5 bin ton altını gram gram ekonomiye katmalıyız

Ürettiği altın Londra ve New York piyasalarında kabul gören 'İstanbul Altın Rafinerisi' bu yıl İSO 500’e 26. sıradan giriş yaptı.

YAYINLAMA
GÜNCELLEME

UĞUR YILMAZ - BORSA/FİNANS SERVİSİ 

Hiper enflasyonlu yıllarda birikimini korumak için altına yatıran halk, yastık altında 200 milyar dolara yakın bir meblağ tutuyor. Ülke tasarrufunu artırmak için yastık altı altını ekonomiye katmak isteyen hükümetler ise bunun için altın bankacılığını geliştirmeye çalışıyor. 

20 yıl önce devlet eliyle kurulan ve daha sonra özelleşen İstanbul Altın Rafinerisi, (İAR) Türkiye ekonomisinin yıllardır tartışma konusu olan yastık altı altınlarını işleyerek gram altına çeviriyor. Geçtiğimiz haftalarda açıklanan İSO 500 listesinde hesap sisteminin değişmesiyle 26. sıradan giren şirket, gelecek yıl daha üst sıralara tırmanmayı hedefliyor.

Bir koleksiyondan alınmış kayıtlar
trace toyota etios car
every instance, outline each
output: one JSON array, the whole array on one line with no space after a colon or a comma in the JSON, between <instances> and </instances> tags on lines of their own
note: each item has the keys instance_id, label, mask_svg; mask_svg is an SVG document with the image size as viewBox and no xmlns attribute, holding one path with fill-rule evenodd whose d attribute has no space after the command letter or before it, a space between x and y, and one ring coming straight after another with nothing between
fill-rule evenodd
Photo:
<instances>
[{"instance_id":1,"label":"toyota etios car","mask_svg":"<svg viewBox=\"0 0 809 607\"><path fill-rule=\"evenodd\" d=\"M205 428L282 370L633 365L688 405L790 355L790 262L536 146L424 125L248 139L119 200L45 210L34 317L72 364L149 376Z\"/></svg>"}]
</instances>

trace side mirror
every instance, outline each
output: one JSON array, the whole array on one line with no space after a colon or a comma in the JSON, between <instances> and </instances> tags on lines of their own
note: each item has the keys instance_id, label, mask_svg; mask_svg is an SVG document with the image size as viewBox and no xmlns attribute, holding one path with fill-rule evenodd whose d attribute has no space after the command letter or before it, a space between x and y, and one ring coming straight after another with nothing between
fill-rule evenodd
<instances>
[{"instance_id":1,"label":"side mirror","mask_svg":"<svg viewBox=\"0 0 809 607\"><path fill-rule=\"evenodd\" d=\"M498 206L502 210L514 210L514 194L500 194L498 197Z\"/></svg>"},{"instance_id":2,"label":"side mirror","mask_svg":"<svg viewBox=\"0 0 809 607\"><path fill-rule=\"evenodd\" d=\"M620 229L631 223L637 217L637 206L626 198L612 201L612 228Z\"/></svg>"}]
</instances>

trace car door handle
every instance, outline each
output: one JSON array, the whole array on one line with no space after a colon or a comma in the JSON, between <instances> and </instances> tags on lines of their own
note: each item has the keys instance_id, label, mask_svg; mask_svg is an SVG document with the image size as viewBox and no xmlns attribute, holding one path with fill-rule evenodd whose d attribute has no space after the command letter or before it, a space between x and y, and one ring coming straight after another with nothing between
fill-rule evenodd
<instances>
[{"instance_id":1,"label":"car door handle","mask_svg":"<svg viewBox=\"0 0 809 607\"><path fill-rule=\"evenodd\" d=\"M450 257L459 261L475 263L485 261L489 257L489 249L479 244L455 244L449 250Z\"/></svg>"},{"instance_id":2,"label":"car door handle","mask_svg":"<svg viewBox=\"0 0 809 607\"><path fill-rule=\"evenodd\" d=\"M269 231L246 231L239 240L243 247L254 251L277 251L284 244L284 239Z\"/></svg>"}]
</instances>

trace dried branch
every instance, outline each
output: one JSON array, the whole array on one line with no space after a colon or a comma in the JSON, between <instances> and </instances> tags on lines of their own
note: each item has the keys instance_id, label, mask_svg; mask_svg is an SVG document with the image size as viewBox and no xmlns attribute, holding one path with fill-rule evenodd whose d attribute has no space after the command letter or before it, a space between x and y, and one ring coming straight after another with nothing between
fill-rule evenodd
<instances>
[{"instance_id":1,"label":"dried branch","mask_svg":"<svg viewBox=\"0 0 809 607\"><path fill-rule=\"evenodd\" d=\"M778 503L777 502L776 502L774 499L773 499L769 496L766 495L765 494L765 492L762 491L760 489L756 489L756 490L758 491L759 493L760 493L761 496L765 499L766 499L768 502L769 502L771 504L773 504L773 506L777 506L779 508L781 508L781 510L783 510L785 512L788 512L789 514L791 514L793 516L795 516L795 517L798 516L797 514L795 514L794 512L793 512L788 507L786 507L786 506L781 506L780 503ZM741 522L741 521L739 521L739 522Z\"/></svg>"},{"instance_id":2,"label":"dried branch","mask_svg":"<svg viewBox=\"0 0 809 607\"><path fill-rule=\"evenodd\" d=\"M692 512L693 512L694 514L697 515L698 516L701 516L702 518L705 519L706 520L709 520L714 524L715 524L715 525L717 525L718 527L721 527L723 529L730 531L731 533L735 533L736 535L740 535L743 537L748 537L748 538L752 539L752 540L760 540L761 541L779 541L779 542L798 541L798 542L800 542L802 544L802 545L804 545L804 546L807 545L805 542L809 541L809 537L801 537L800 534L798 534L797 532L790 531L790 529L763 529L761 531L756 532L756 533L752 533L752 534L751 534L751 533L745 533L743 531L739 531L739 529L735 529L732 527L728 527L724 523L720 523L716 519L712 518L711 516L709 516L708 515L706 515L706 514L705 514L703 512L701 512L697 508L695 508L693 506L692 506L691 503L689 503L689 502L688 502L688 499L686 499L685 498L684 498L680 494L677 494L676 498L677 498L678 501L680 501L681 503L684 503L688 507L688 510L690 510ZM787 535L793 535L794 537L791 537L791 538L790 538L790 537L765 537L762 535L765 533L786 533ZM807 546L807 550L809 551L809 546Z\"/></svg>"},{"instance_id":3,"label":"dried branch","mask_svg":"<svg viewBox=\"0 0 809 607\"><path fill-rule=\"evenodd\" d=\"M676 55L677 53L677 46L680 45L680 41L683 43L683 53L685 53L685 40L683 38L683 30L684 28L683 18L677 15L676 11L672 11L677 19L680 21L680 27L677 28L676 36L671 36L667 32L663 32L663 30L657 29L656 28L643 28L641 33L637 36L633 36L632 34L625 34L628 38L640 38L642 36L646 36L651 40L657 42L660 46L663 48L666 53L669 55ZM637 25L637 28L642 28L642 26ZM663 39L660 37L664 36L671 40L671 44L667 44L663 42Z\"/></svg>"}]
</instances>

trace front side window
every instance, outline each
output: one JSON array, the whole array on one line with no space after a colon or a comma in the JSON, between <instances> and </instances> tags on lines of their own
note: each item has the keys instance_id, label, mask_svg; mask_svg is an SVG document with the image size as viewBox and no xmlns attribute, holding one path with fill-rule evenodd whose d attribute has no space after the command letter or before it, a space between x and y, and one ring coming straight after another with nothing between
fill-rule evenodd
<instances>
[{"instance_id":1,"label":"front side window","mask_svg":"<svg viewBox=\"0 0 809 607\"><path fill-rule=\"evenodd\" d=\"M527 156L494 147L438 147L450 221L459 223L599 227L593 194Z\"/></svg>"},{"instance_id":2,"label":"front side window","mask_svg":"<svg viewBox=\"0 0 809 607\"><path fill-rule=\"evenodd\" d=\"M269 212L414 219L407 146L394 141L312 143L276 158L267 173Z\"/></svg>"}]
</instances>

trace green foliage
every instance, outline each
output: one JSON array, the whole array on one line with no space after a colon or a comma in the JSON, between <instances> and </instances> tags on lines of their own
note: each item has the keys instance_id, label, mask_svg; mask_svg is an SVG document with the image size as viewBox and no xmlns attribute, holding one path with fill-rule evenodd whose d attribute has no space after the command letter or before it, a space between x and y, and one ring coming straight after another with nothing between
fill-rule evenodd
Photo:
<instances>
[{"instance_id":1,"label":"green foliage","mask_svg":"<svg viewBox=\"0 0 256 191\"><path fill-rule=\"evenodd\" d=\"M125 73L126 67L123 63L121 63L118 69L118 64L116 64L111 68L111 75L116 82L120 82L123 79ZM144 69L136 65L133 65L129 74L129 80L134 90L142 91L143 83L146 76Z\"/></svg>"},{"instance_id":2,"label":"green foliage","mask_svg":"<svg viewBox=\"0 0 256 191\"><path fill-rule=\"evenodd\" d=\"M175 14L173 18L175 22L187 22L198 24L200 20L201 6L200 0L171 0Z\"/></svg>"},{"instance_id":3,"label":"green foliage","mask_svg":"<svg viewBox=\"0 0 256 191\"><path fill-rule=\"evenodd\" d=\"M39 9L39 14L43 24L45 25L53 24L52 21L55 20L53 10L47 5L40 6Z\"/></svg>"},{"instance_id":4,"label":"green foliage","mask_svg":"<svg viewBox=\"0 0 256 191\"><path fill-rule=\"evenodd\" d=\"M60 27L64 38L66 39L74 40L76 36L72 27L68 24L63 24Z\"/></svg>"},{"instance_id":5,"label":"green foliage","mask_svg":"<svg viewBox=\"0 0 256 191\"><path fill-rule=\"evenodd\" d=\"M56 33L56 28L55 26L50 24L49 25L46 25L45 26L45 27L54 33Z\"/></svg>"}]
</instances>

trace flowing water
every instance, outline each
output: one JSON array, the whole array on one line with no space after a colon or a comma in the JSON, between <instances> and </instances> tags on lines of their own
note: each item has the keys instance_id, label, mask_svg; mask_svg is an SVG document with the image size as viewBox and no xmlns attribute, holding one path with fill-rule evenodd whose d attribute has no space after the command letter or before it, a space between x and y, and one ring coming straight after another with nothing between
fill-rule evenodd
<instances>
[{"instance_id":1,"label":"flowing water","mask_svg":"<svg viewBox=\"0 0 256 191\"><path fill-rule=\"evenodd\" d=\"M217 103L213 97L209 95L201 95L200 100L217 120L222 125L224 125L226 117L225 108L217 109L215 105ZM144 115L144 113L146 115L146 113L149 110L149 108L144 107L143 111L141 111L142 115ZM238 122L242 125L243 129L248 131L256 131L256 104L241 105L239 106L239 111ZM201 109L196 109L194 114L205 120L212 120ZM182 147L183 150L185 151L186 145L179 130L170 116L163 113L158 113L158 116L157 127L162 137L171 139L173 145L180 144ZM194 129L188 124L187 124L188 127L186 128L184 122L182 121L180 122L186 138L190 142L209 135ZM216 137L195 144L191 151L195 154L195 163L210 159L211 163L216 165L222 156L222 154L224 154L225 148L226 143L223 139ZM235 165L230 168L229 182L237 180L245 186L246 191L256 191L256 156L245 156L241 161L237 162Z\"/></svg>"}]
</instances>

#### Yapılacaklar listesi
1. Altın rafinerisi hakkındaki metinde "Ürettiği altın Londra" sözlerinden "sıralara tırmanmayı hedefliyor." sözlerine kadar olan kısmı aynen tekrarlayın.
2. Altın rafinerisi hakkındaki metne göre şu ifadelerin her birine evet ya da hayır deyin ve kararı belirleyen sözleri metinden olduğu gibi alıntılayın: (a) İstanbul Altın Rafinerisi devlet eliyle kurulmuştur. (b) Şirket İSO 500 listesine ilk on sıra içinden girmiştir. (c) Halkın yastık altında tuttuğu meblağ 500 milyar doları aşmaktadır.
Yanıt verirken yalnızca metinden yararlanın.

#### Görev sonuçları
1.
Ürettiği altın Londra ve New York piyasalarında kabul gören 'İstanbul Altın Rafinerisi' bu yıl İSO 500’e 26. sıradan giriş yaptı.

YAYINLAMA
GÜNCELLEME

UĞUR YILMAZ - BORSA/FİNANS SERVİSİ 

Hiper enflasyonlu yıllarda birikimini korumak için altına yatıran halk, yastık altında 200 milyar dolara yakın bir meblağ tutuyor. Ülke tasarrufunu artırmak için yastık altı altını ekonomiye katmak isteyen hükümetler ise bunun için altın bankacılığını geliştirmeye çalışıyor. 

20 yıl önce devlet eliyle kurulan ve daha sonra özelleşen İstanbul Altın Rafinerisi, (İAR) Türkiye ekonomisinin yıllardır tartışma konusu olan yastık altı altınlarını işleyerek gram altına çeviriyor. Geçtiğimiz haftalarda açıklanan İSO 500 listesinde hesap sisteminin değişmesiyle 26. sıradan giren şirket, gelecek yıl daha üst sıralara tırmanmayı hedefliyor.

2.
(a) Evet: "20 yıl önce devlet eliyle kurulan ve daha sonra özelleşen İstanbul Altın Rafinerisi"
(b) Hayır: "bu yıl İSO 500’e 26. sıradan giriş yaptı"
(c) Hayır: "yastık altında 200 milyar dolara yakın bir meblağ tutuyor"